Dataset records about object locations
▽

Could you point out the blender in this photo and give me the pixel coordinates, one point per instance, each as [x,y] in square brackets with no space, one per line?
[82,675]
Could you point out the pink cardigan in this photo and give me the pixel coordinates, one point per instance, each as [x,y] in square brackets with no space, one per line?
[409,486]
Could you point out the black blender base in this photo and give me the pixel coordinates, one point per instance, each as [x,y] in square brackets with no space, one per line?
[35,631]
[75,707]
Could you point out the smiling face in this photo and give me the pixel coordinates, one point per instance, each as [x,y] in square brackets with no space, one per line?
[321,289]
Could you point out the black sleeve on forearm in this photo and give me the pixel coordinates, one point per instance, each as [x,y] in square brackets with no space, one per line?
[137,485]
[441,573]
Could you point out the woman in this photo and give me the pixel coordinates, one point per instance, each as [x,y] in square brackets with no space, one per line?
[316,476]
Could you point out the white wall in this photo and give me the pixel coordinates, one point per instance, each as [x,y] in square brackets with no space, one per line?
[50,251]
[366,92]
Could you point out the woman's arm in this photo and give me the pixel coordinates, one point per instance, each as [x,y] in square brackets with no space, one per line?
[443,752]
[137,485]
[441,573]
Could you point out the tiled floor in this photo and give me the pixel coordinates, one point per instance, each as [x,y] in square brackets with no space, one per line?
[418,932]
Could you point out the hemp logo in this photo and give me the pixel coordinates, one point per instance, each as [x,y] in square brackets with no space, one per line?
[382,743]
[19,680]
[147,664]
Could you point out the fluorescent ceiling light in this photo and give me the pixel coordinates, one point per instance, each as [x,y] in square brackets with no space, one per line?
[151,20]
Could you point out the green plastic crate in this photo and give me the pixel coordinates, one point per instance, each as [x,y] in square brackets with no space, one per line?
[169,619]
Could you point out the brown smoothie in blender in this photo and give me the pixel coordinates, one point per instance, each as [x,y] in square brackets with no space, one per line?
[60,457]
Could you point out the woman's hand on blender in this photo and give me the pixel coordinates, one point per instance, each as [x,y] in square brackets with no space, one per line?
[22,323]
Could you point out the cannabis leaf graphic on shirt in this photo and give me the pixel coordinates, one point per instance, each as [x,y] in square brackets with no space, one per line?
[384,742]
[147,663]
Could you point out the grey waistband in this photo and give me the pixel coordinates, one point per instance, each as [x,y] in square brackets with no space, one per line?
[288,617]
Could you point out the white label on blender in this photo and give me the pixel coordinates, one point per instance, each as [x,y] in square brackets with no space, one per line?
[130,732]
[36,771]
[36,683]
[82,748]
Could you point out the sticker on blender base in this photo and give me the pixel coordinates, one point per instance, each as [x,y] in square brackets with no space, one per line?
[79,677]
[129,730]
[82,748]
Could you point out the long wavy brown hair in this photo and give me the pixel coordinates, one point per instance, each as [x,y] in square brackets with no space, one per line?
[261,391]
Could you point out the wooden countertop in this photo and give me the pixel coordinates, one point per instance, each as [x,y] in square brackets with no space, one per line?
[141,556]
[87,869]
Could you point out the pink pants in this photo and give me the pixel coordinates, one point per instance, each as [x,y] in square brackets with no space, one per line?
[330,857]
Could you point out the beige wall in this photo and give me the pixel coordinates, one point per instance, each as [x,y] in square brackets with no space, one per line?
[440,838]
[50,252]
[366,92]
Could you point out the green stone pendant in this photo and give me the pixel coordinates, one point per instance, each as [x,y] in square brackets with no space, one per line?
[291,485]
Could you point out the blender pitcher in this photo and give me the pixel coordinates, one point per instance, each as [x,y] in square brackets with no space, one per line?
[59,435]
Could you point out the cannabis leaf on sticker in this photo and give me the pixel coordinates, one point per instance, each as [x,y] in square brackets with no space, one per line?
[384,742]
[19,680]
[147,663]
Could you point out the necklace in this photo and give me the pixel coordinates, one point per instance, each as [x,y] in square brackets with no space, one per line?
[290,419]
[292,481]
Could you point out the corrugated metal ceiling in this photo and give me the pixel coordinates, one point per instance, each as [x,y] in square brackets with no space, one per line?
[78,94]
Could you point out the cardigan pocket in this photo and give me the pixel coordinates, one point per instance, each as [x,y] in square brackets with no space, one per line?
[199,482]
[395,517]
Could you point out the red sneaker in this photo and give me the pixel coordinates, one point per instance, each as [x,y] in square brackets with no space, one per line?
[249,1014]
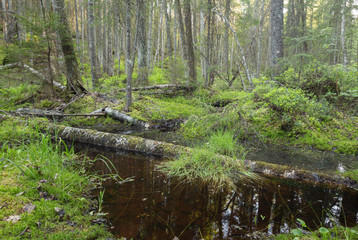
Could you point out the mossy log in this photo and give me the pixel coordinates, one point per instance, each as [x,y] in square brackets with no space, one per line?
[125,142]
[122,117]
[163,86]
[138,144]
[51,113]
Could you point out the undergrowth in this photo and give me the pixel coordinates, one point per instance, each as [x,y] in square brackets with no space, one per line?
[46,176]
[217,162]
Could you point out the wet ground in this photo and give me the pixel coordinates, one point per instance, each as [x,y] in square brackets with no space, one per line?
[154,207]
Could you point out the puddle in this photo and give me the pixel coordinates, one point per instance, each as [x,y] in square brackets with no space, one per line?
[154,207]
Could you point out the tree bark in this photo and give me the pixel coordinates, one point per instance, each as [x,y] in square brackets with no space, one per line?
[167,25]
[189,42]
[91,44]
[181,30]
[129,62]
[343,34]
[276,32]
[239,45]
[150,34]
[72,71]
[142,45]
[226,42]
[258,64]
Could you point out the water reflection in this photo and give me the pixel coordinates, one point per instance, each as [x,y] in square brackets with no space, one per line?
[154,207]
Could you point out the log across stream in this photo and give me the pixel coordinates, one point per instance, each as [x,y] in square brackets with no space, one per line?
[148,146]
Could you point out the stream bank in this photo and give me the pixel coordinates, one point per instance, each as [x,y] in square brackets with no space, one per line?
[154,206]
[132,143]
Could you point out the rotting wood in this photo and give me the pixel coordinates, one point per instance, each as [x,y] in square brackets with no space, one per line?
[163,86]
[33,71]
[122,117]
[49,113]
[138,144]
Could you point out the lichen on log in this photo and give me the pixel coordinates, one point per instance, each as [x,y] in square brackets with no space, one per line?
[148,146]
[125,142]
[122,117]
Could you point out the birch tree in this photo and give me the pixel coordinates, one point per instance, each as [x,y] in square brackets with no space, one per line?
[72,71]
[276,32]
[189,42]
[142,44]
[129,62]
[91,44]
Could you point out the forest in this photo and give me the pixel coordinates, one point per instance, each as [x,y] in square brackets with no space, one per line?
[248,106]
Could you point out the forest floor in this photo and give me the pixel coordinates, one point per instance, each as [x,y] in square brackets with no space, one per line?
[272,113]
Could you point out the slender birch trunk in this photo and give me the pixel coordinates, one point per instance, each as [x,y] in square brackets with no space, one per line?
[260,39]
[142,44]
[343,34]
[167,25]
[129,62]
[73,74]
[91,43]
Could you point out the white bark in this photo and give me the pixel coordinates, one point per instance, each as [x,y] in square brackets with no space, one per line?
[343,34]
[91,43]
[129,62]
[239,45]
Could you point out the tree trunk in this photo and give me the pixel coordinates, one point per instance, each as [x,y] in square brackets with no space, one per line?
[142,44]
[226,42]
[129,62]
[241,49]
[202,46]
[167,24]
[260,39]
[190,43]
[150,34]
[91,43]
[276,33]
[72,71]
[181,30]
[343,34]
[208,49]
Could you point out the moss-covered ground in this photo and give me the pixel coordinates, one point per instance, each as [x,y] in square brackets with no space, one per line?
[44,188]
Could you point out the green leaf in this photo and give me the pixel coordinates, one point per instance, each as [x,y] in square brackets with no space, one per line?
[297,232]
[302,222]
[323,230]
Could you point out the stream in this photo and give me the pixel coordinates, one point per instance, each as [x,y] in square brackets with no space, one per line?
[151,206]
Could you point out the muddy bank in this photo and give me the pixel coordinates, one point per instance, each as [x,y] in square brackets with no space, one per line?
[138,144]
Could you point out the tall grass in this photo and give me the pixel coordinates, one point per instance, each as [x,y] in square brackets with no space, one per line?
[43,160]
[217,162]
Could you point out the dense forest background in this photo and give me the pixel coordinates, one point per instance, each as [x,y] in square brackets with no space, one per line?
[199,41]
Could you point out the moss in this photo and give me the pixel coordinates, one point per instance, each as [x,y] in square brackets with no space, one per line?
[352,174]
[38,166]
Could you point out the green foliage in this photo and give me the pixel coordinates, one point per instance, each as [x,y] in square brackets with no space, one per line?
[158,76]
[30,170]
[353,174]
[10,97]
[336,84]
[14,130]
[207,162]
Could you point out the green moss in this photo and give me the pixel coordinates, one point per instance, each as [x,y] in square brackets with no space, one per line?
[352,174]
[39,166]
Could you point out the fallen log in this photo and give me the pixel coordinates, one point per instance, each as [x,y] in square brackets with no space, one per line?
[138,144]
[49,113]
[163,86]
[122,117]
[33,71]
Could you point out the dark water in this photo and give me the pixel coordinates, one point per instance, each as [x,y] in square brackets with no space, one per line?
[309,159]
[154,207]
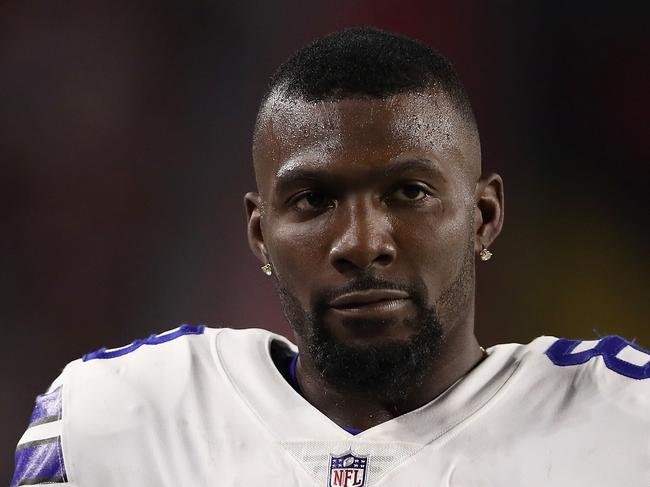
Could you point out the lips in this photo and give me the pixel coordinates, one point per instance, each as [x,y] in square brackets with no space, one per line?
[368,298]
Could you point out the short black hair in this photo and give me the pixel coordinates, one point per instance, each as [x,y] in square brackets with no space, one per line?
[365,62]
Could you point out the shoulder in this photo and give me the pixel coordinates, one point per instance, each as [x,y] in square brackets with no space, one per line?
[609,369]
[157,370]
[115,398]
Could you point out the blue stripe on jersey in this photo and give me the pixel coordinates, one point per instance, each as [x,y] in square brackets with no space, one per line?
[47,408]
[103,353]
[39,462]
[561,353]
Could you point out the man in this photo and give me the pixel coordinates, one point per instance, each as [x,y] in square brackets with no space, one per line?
[370,213]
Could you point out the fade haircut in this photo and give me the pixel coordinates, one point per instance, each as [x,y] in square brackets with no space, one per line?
[366,62]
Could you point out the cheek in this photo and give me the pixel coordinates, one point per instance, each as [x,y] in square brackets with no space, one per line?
[435,246]
[297,252]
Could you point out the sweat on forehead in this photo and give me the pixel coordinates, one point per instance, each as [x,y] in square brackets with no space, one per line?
[414,122]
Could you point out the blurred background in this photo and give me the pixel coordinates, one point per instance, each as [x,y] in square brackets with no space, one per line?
[125,132]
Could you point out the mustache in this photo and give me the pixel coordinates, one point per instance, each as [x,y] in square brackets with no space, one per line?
[364,282]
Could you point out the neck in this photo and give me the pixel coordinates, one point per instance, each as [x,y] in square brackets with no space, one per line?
[460,354]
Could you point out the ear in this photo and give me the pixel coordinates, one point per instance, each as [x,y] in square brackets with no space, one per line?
[253,204]
[488,219]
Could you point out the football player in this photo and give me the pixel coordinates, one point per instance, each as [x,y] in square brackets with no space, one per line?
[370,215]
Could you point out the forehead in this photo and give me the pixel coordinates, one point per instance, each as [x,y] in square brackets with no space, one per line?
[354,134]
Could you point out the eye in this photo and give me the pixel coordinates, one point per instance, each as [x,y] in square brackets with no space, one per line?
[410,192]
[313,201]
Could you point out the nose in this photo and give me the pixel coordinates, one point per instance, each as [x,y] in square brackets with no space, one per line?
[363,238]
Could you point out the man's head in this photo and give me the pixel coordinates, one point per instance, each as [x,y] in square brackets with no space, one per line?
[371,206]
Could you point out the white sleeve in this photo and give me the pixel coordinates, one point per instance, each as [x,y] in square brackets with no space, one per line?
[39,453]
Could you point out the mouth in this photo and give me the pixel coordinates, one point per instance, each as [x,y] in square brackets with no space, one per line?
[370,302]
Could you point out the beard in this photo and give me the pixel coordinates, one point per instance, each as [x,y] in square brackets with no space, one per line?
[390,369]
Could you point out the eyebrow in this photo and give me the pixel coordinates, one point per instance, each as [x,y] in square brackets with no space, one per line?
[295,171]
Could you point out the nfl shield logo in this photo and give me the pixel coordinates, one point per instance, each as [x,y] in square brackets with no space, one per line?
[348,470]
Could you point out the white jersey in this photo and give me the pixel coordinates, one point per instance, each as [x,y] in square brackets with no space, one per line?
[201,407]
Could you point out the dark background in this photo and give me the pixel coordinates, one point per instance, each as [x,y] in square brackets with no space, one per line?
[125,151]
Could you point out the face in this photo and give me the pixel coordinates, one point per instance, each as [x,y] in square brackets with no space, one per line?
[369,211]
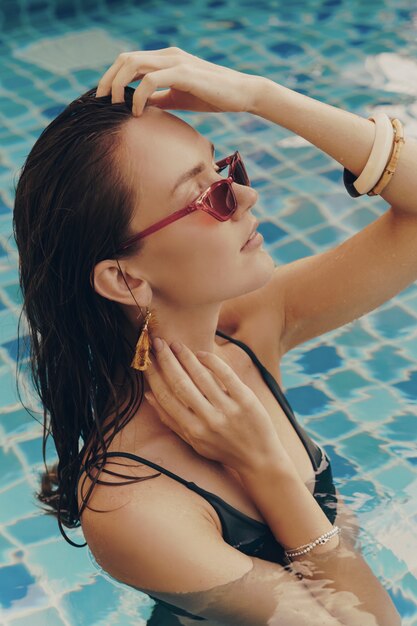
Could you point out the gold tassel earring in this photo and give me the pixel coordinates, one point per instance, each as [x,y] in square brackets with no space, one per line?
[141,358]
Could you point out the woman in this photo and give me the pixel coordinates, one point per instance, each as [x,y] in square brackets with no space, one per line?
[126,234]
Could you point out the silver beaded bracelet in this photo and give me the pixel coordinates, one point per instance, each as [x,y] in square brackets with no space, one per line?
[309,546]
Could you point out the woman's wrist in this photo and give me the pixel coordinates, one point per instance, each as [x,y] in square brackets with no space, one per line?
[258,89]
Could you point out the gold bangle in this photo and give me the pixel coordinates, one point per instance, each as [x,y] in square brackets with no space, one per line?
[392,164]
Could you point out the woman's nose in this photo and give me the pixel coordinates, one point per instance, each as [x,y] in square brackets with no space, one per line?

△

_Work to complete_: Quote only the lines from the one containing "Could you point out the woman's wrist" through the final line of the records, with both ends included.

_Output of the task_:
Could you point out the woman's wrist in this photo and give me the pixel coordinates, one point per instance, each as [x,y] in square brackets with no space, one per line?
[258,89]
Could you point out the gold bangle in this photo and give me the pixel coordinates, one point per instance, each as [x,y] in square brackets with no space, one per line?
[392,164]
Could you point out the woman's nose in this photo and give me the pixel coordinates, one point per instance, each as [x,y] in square brackets with no space, one per line?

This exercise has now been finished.